● **DATA SUPPLIED**

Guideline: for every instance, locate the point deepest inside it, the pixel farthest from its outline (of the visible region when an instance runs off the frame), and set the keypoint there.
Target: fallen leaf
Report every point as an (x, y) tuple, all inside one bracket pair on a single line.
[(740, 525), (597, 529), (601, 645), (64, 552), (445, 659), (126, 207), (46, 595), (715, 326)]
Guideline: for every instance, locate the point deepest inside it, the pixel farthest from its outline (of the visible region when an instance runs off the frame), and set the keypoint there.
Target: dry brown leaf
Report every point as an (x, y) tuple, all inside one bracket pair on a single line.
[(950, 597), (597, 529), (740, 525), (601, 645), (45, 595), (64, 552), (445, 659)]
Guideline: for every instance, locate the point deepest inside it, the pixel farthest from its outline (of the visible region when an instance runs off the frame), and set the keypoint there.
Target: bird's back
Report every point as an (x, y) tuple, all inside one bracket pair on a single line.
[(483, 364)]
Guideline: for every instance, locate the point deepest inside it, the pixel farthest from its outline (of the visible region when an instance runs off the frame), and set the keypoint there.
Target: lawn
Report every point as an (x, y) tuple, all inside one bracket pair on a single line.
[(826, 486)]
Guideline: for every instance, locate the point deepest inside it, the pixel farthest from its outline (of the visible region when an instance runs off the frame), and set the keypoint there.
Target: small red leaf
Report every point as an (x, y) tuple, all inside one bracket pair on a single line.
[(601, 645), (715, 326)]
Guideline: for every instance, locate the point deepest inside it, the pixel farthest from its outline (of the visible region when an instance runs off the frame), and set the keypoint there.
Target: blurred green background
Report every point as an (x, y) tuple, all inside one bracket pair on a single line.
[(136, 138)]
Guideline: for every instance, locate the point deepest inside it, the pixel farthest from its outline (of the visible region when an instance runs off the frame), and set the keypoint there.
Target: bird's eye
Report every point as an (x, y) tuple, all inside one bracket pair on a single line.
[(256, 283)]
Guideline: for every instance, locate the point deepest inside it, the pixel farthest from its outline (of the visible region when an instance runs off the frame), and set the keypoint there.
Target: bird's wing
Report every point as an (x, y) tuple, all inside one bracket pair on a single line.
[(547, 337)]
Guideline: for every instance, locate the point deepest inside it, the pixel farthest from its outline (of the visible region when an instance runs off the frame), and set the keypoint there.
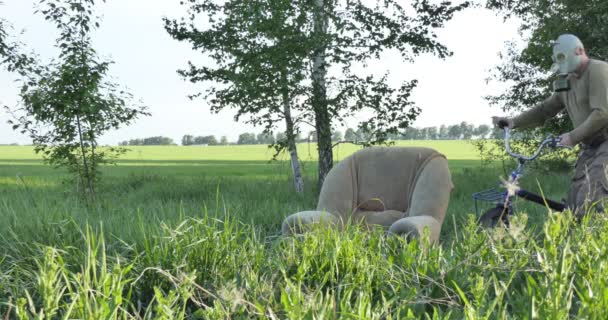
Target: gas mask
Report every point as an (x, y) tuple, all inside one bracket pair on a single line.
[(565, 60)]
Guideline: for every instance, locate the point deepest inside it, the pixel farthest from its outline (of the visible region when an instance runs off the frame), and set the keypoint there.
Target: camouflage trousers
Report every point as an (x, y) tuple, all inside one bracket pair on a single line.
[(589, 184)]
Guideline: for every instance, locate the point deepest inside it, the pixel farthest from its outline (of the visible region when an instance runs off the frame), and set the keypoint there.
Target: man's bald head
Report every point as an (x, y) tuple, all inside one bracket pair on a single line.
[(569, 54)]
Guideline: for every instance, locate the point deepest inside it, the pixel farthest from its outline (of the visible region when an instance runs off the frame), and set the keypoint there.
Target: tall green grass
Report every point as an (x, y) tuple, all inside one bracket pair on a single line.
[(190, 238)]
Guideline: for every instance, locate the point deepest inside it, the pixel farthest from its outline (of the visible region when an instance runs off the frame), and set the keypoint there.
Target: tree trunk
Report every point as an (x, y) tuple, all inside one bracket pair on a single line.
[(291, 137), (319, 99)]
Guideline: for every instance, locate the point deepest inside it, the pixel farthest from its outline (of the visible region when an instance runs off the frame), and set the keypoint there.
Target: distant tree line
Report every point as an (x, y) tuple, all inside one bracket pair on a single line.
[(211, 140), (151, 141), (460, 131)]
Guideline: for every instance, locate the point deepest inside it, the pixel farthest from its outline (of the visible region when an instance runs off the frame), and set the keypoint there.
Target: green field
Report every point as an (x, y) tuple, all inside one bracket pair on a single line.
[(195, 231)]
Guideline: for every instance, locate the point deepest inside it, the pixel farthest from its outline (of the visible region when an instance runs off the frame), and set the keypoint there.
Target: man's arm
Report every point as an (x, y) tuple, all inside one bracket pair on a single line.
[(539, 113), (598, 101)]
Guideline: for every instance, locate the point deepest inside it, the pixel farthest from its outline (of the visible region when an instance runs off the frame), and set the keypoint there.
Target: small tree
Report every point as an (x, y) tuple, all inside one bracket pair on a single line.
[(350, 135), (68, 104), (224, 140), (187, 140)]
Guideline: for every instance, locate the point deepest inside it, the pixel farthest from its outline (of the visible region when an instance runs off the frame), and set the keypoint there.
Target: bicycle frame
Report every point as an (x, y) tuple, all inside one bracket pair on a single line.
[(504, 206)]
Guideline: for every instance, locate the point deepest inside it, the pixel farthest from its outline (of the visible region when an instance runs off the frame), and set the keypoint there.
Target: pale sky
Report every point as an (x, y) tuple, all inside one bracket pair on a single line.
[(147, 58)]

● **EXERCISE DIRECTIONS**
Using the data above, write out every line exactly, leaving the images behind.

● **SOLUTION TO THIS EXERCISE**
Guideline: for every instance, locate the point deepest inside it, the pixel farthest from its outline (of the visible region when an instance runs off the frame), and set the keypoint there.
Target: fallen leaf
Report every point as an (x, y) tuple, all inside one bracket pair on a single line.
[(740, 525), (597, 529), (601, 645), (64, 552), (445, 659), (126, 207), (46, 595), (715, 326)]
Guideline: for every instance, locate the point deepest inside it, the pixel farthest from its outline (of the visible region when an instance runs off the frame), and set the keypoint there.
Target: dry brown leaf
Report every point as an (x, y) tuple, all inside one bracket pair on a single line.
[(950, 597), (597, 529), (740, 525), (601, 645), (45, 595), (64, 552), (445, 659)]
Guideline: for every instance, locate the point deepest inside it, the pixel farthest from its outline (of the visible region when an instance runs off the frame), and set the keypoint there.
Target: bird's back
Report every point as an (x, y) tuple, all inside one bracket pair on a single line.
[(483, 364)]
Guideline: for every instance, locate the point deepest inside it, the pixel farthest from its outline (of the visible region when an instance runs off the frame), and set the keypoint there.
Target: lawn
Report every point as an (x, y) tuple, all inside one bracket pair on a single line.
[(826, 486)]
Guideline: for every instance, locate the point deepest inside it, the pixel farthest from its outline (of the visible region when an instance runs off the frame), and set the keypoint there.
Target: small red leaf
Report every point as an (x, y) tuple, all inside one bracket pair on a single line.
[(601, 645), (715, 326)]
Guideline: for every instance, locate the point deepest inside it, the pixel farthest from its outline (of the visible region when an instance runs off the frame), and set the keypoint there.
Target: blurred green background
Report every point as an (x, y) tuple, all inside one bracket pair on a single line.
[(136, 138)]
Guideline: for every instance, locate the point deepest inside it, the pixel farthest from its outline (of the visible region when an instance runs off the frame), and set the keypoint there.
Target: bird's eye
Report every point as an (x, y) tuple, all inside one bracket pair on a single line.
[(256, 283)]
Guideline: for every instance, locate the point deepest inside it, the pixel farthest from its outline (of the visible region when an instance runs off the frame), and set the keypoint there.
Target: bird's wing
Report every point as an (x, y) tuple, all inside one bracket pair on a single line.
[(547, 337)]
Guideline: for every instance, locate the point deepest inside it, the pixel farthest from its outline (of the visible region when an instance runs off the frame), and set the keypoint there.
Target: gas mask
Report every point as an (x, y) tuple, all inside one bracket pair on a single line.
[(565, 60)]
Guideline: for every instance, locate the point deepest inside it, the pixel farthest from its outline (of the visible region when an instance runs off the frame), and set the keypoint there.
Target: camouflage trousers
Report every point as an (x, y) tuple, all inside one bracket pair on a single line.
[(589, 184)]
Guideline: for every instance, locate the point deepest inside it, the pixel farthest from its outline (of the visible region when an instance runs off the frame), and set the keypoint there.
Target: man's bald head
Report every point as an (x, y) tuple, all inside one bracket pair on a single line.
[(569, 54)]
Guideline: for every instance, locate the point deepest inside it, the pixel farthest from its outline (of the visible region when an instance runs off the frame), and set the keypoint there.
Target: tall green grass
Report every point as an (x, y) tuple, all inside one bracket pair on a single line.
[(190, 238)]
Guideline: for every instance, locate the point deepest inside it, the pixel farthest from its outline (of the visible region when an instance runs off the frame), and set the keypoint there.
Target: tree trunk
Report every point as an (x, y) tuple, all inside one bracket pair on a single line.
[(291, 137), (319, 99)]
Guideline: for every instance, locate the point deepest inside it, the pixel farthest from its outline (of the visible region when an instance runs off the frame), and set the keypoint there.
Target: distant tree line
Report every point as an (x, y) tuple, all inside one bracket pair on a single line.
[(211, 140), (151, 141), (460, 131)]
Guideline: for every instance, locate the point deepest inside it, the pixel farthest from its outline (of the visible region when an instance runs off the frame), and set the keypoint there.
Target: green field
Report every point as an (x, y) tuple, all inside one bracket pair on a single line.
[(195, 231)]
Guideline: for every instance, locate the point deepest inside it, the pixel farthest from its outline (of the visible region when an instance runs off the frame), and set the keypoint there.
Target: man's arm
Report every point as an (x, y) tuple, all inside one bracket pair on a single line.
[(539, 113), (598, 101)]
Guideline: for every instance, locate the point deepest inside it, the pixel farthest from its outline (of the visible region when an instance runs off the frame), and set the keypoint there.
Target: small tree
Report every point as an (x, y) tuple, all inside one bracket pair on a single line.
[(350, 135), (68, 104), (224, 140), (187, 140)]
Guideline: for every instance, locate the point deepest inside it, the pixel farthest from its outline (of the visible region when an instance runs off the frame), and set the keypoint there.
Target: bicycle frame
Report every point as an (x, y) tuple, all inside one bracket pair on a single line.
[(504, 206)]
Guideline: for every instance, locate the point deepest inside it, the pixel farthest from its outline (of the visible region when an instance runs off the frame), and set the keypoint there.
Target: pale sky
Report every point as an (x, y) tuple, all inside one bracket pair on a single line.
[(147, 58)]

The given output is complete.